═════ SOURCE DATA ═════

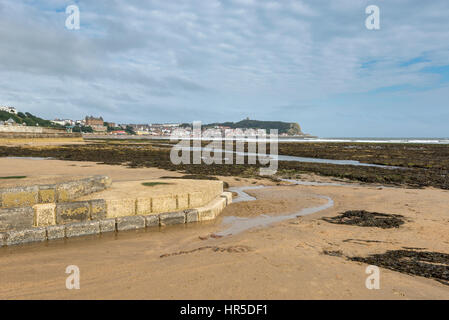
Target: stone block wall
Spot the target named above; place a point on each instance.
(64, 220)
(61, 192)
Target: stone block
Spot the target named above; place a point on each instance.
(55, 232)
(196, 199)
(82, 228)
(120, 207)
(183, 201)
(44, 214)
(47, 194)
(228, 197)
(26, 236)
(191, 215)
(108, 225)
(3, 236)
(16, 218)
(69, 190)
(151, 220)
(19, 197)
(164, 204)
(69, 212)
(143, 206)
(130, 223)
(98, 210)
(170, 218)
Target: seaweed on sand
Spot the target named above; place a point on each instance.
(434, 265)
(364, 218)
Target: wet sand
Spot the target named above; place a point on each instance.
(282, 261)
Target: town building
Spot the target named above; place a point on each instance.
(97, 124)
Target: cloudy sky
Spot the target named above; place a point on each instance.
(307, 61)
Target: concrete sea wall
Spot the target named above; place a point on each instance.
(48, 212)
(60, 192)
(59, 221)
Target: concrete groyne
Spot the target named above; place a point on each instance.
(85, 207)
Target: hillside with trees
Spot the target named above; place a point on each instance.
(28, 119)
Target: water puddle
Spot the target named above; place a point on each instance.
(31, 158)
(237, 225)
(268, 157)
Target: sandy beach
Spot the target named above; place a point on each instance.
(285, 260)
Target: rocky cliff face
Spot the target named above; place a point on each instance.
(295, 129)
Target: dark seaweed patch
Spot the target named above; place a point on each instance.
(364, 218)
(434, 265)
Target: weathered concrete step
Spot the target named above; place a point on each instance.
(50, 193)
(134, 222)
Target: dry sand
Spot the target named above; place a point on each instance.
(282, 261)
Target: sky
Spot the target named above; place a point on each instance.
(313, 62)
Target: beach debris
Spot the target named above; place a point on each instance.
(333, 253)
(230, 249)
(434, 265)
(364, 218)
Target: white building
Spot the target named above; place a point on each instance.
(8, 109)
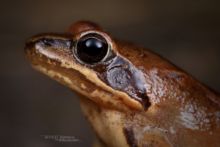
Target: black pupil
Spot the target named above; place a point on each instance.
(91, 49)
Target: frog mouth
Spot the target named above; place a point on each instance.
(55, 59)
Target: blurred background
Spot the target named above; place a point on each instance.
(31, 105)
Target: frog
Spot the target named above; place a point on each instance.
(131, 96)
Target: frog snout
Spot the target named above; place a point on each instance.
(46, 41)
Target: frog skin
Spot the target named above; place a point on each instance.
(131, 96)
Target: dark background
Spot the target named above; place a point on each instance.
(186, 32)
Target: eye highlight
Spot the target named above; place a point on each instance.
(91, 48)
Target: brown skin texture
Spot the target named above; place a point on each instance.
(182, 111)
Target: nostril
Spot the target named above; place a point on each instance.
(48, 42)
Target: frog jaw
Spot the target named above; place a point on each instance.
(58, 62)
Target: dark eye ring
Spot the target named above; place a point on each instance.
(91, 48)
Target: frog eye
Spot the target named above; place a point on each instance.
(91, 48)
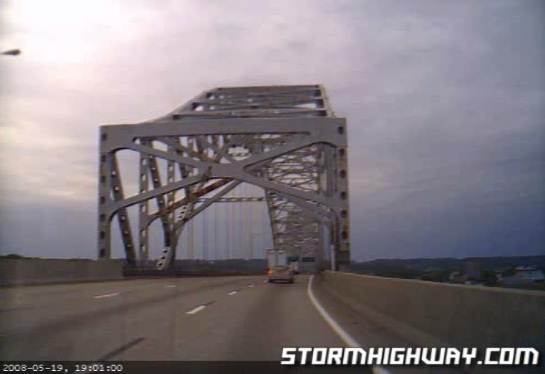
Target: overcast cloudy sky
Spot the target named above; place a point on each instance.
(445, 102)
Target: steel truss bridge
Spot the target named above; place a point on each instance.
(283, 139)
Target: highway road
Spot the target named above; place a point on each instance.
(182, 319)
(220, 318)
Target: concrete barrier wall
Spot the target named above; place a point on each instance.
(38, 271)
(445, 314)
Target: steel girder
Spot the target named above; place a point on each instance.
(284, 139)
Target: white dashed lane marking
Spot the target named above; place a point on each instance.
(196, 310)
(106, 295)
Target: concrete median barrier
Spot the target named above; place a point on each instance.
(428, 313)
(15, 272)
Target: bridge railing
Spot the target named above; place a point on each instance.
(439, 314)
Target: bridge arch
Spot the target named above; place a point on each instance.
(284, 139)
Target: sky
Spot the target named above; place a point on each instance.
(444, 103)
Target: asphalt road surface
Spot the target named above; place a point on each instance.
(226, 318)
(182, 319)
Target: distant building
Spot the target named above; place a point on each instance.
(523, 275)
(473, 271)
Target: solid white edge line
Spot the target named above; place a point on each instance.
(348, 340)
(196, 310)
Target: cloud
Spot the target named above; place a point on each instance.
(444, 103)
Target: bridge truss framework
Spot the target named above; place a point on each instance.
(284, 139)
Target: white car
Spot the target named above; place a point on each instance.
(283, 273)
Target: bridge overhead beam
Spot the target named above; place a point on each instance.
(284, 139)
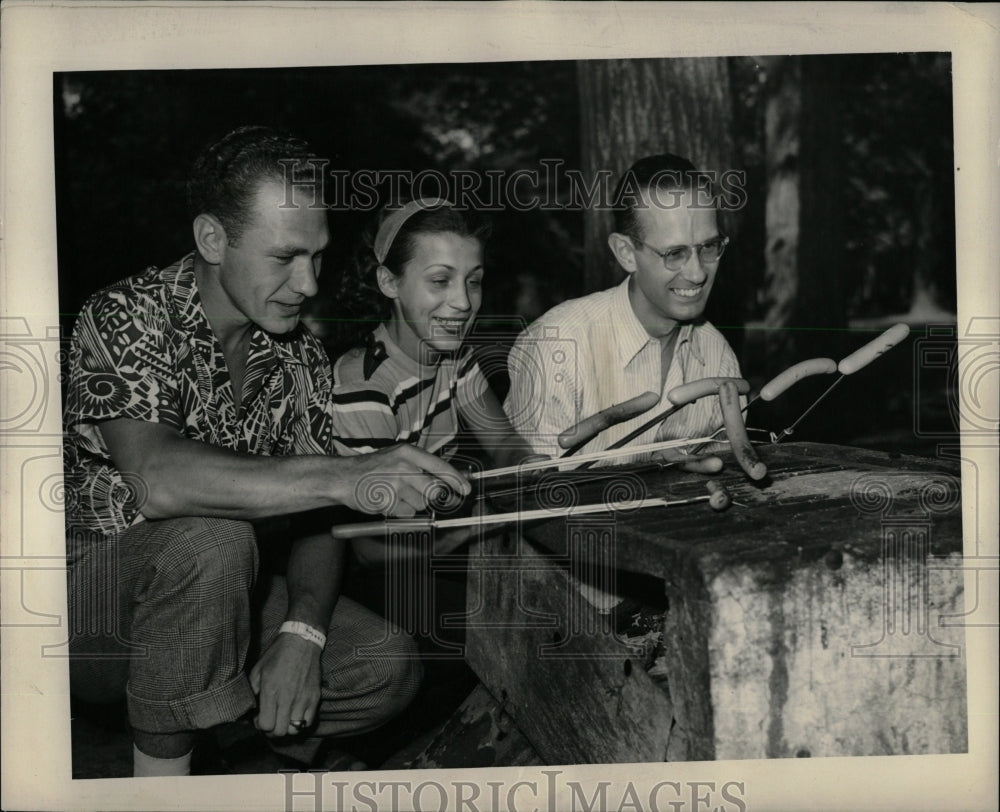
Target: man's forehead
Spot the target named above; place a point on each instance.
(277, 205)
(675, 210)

═════

[DIRECTIONS FOR THIS TASK] Only lines holding the string "skin" are wanted; gather each one from the entries above.

[WRITTEN ANSWER]
Target: frog skin
Target: brown skin texture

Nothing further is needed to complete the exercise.